*** Opening of Text for analysis ***

Oh goodness, I'm so sorry to hear about your loss. It sounds like Bentley filled your home and heart with happiness.


----------



## 3goldens2keep (Feb 13, 2019)

I am so sorry for your loss. From what you shared, it was time and Bentley told you in his own way! These dogs are so strong, they will put pain away, until they just cannot stand it anymore. I have had 7 Goldens, 2 are still with me...all the others died from some form of cancer! None of them every cried up to and including when we put them down. The are just strong animals, in time you will appreciate how tough you pup really was and how he had earned the right to be put out of his pain, even though it tore your heart out!

Time heals all wounds, in time your focus will be on all the wonderful memories you have of Bentley! That is his gift to you, he will never be gone, he will live on in your mind...forever!


----------



## Suri Iyer (Jun 4, 2011)

Thanks for the advice. It's much appreciated. - Suri.


----------



## Dunmar (Apr 15, 2020)

Suri Iyer said:


> Thanks again, everyone. I have a query. Why is it that Bentley never whimpered when I or the vet pressed gently at different parts of his body to see where or what hurts? He would just lay down and not complain. Is it because he was on gabapentin and CBD oil? Or because he was so disoriented and lost from a lot of pain? Not once did he whimper or cry out. Not once. Only yesterday, he started shivering because he peed on himself and he has never peed in the house even when we were gone for hours. He would always wait for us to let him out. If my back hurts or hips hurt and someone presses it, we cry out like there's no tomorrow. He was my first pet that I had to lead to the bridge.
> 
> He will be friends with Olivia, until she tries to snatch his tennis balls.
> 
> Suri


My vet told me Goldens (Olivia was at least half) have a way of hiding their pain. 
Every bladder infection she had as she got older, we would have to look for changes as it wasn't obvious. The vet would say "that's a Golden for ya"

*** Close of Text for analysis ***
*** Opening of Provided records ***

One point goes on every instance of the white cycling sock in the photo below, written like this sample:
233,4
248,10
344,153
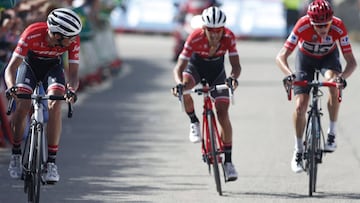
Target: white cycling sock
299,144
332,128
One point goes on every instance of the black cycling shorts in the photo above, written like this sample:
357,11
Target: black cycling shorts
305,67
50,71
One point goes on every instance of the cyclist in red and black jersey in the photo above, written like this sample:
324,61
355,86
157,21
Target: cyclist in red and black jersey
203,57
317,36
37,57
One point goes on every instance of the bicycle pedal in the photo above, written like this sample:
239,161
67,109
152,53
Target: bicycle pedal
51,182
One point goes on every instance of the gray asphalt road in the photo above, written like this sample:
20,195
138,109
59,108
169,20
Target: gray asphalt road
128,142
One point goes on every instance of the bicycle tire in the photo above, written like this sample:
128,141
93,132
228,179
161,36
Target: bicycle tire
31,154
38,162
312,150
214,154
33,166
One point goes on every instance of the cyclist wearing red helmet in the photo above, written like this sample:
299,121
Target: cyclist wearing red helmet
316,35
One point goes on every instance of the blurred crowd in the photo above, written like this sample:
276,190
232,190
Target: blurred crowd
16,15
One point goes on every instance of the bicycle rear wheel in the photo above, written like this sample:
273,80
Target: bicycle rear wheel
214,154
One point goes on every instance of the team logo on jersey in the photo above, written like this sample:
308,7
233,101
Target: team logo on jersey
316,48
314,38
344,41
76,48
328,39
293,38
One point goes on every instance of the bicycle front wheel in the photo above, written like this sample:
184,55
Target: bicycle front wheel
312,150
214,154
33,151
38,162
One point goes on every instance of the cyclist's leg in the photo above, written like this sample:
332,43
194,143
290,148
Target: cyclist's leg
18,119
304,71
305,68
19,116
331,68
190,79
222,103
54,84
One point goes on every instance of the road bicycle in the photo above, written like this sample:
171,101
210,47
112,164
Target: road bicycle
34,154
314,138
212,146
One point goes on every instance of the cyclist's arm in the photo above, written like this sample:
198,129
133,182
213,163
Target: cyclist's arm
350,65
73,76
10,71
235,65
179,68
282,60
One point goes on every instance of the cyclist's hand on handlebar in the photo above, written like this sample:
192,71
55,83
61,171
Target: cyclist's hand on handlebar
11,92
177,89
341,81
70,96
232,82
288,80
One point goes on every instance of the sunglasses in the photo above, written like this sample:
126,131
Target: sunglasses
321,25
216,30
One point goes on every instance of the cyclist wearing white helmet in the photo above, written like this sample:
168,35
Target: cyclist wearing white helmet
38,57
203,57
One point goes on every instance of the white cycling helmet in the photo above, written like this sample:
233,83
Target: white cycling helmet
64,21
213,17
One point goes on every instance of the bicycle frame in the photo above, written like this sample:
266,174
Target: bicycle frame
34,156
212,144
314,139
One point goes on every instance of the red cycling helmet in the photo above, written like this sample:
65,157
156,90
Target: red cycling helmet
320,11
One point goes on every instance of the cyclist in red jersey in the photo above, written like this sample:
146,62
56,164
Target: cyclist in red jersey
37,57
316,36
203,57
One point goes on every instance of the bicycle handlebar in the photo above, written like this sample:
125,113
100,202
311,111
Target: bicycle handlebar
305,83
204,90
37,97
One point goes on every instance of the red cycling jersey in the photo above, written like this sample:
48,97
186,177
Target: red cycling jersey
311,44
198,43
34,39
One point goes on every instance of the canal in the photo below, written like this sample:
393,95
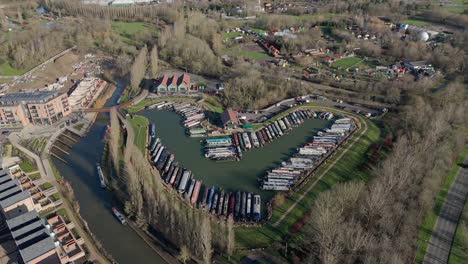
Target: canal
230,175
120,241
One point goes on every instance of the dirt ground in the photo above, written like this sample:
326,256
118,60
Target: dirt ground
73,65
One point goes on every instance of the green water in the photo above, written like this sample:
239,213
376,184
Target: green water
230,175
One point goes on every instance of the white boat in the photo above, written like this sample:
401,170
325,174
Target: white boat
119,216
101,176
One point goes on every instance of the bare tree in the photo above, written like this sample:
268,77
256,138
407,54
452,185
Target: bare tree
154,61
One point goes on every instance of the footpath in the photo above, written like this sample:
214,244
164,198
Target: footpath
441,241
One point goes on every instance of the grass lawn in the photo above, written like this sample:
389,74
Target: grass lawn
231,35
128,30
251,55
416,22
35,176
459,253
425,231
7,70
343,171
457,9
78,127
46,185
347,63
149,101
140,126
27,166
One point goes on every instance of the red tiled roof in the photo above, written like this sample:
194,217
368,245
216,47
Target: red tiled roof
164,80
185,79
173,80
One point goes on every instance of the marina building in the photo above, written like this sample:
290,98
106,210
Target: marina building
174,84
38,108
229,119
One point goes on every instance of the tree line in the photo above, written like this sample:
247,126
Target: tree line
136,12
378,222
150,203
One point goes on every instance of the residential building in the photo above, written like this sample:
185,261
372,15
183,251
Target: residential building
69,250
85,92
33,238
38,108
14,200
174,84
229,119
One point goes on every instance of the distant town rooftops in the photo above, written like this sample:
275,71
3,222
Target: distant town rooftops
32,236
27,97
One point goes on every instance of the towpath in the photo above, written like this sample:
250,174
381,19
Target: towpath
447,221
349,146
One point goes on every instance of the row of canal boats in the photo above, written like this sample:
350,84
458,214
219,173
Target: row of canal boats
242,206
308,156
231,147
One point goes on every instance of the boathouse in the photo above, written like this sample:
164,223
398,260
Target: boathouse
229,119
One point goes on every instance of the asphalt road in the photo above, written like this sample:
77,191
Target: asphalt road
444,232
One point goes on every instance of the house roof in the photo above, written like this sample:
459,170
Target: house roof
163,80
173,81
185,79
28,97
31,235
229,115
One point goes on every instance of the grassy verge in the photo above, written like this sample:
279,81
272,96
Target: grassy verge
416,22
57,175
430,218
140,126
27,166
35,176
347,63
7,70
345,170
251,55
128,31
459,252
149,101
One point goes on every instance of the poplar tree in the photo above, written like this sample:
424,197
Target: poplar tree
154,62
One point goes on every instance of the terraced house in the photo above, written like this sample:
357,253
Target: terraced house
174,84
38,108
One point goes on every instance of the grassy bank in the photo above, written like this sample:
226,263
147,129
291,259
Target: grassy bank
346,169
459,253
430,218
140,126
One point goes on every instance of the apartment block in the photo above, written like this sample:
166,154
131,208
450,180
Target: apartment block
38,108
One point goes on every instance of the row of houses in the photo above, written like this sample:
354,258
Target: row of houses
43,107
173,84
35,239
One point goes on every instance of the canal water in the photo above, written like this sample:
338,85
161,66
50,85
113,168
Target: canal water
230,175
80,170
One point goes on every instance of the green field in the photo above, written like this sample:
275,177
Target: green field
28,166
347,63
459,253
251,55
128,30
430,219
7,70
231,35
140,126
416,22
345,170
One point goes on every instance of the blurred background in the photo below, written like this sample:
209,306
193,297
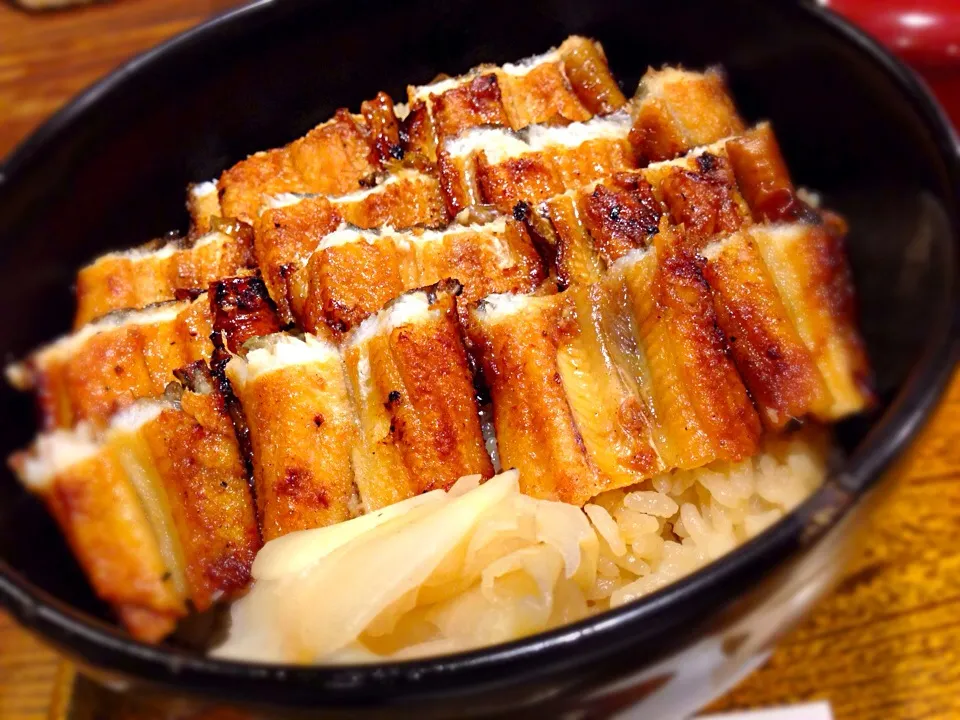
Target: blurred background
886,644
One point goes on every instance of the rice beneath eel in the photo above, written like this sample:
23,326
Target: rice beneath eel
482,564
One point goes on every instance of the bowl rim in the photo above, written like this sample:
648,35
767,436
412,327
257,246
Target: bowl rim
107,647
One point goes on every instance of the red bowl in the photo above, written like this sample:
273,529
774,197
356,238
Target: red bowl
925,34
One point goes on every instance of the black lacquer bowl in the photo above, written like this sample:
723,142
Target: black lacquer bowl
110,170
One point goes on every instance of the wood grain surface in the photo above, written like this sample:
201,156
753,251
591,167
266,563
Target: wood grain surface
885,645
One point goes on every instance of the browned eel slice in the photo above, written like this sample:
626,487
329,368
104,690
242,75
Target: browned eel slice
410,379
108,364
354,272
153,273
156,506
290,227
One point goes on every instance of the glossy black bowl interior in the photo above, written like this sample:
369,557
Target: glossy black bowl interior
110,172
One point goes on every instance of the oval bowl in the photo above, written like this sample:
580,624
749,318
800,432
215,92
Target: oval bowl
109,171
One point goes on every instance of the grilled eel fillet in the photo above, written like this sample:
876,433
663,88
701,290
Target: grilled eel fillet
354,273
155,506
346,153
789,314
302,430
108,364
391,415
593,226
486,165
410,379
203,206
603,386
569,84
291,227
155,272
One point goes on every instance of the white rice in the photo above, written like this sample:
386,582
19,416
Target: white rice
656,533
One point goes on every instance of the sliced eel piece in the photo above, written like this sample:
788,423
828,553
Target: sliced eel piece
777,368
291,226
699,407
517,338
156,505
302,428
501,167
241,309
586,69
335,157
352,274
108,364
763,178
356,272
409,375
596,226
153,273
384,128
515,95
678,110
203,205
808,266
194,450
610,417
87,489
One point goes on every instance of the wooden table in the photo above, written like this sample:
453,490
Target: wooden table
886,644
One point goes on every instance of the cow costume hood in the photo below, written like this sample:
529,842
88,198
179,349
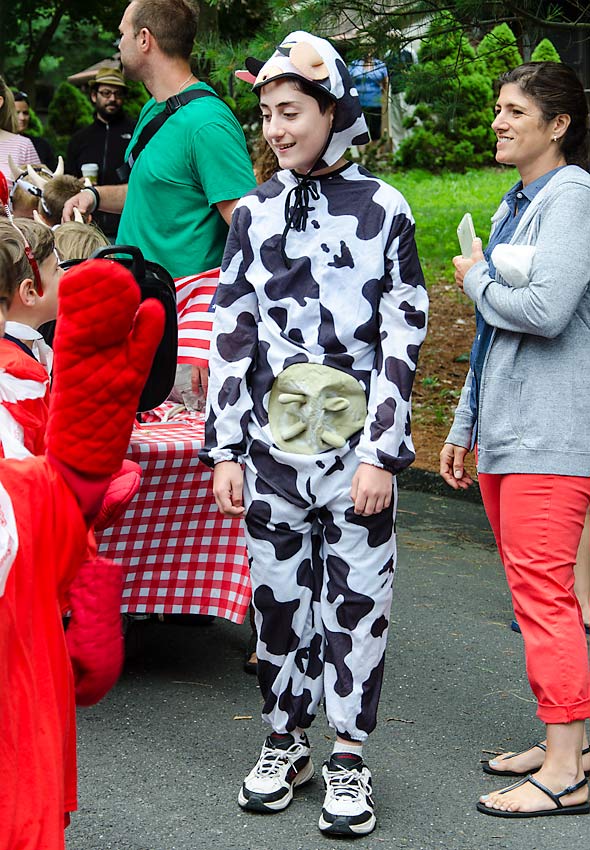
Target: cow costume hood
314,60
307,57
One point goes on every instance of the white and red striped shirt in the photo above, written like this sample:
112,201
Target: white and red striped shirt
195,320
20,149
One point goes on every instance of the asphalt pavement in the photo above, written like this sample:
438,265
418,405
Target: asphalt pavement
161,759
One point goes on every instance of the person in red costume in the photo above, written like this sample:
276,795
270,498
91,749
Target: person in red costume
47,504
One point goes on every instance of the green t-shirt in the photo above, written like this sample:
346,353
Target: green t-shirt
196,159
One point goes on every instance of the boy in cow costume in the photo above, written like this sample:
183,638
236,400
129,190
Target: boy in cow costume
103,353
321,311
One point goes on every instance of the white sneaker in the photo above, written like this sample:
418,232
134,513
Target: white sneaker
282,765
348,804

*** Close of Provided records ***

**Task instructions:** Using the forum thread about Bentley, decide whether each statement agrees with it: (a) 3goldens2keep has owned seven Goldens, two of which are still living; (b) Bentley whimpered when the vet pressed on his body; (c) Dunmar's vet said Goldens tend to hide their pain. For each, answer yes or no and quote the deciding words. The rows play no part in this work.

**Exercise response:**
(a) Yes: "I have had 7 Goldens, 2 are still with me"
(b) No: "Bentley never whimpered when I or the vet pressed gently at different parts of his body"
(c) Yes: "My vet told me Goldens (Olivia was at least half) have a way of hiding their pain."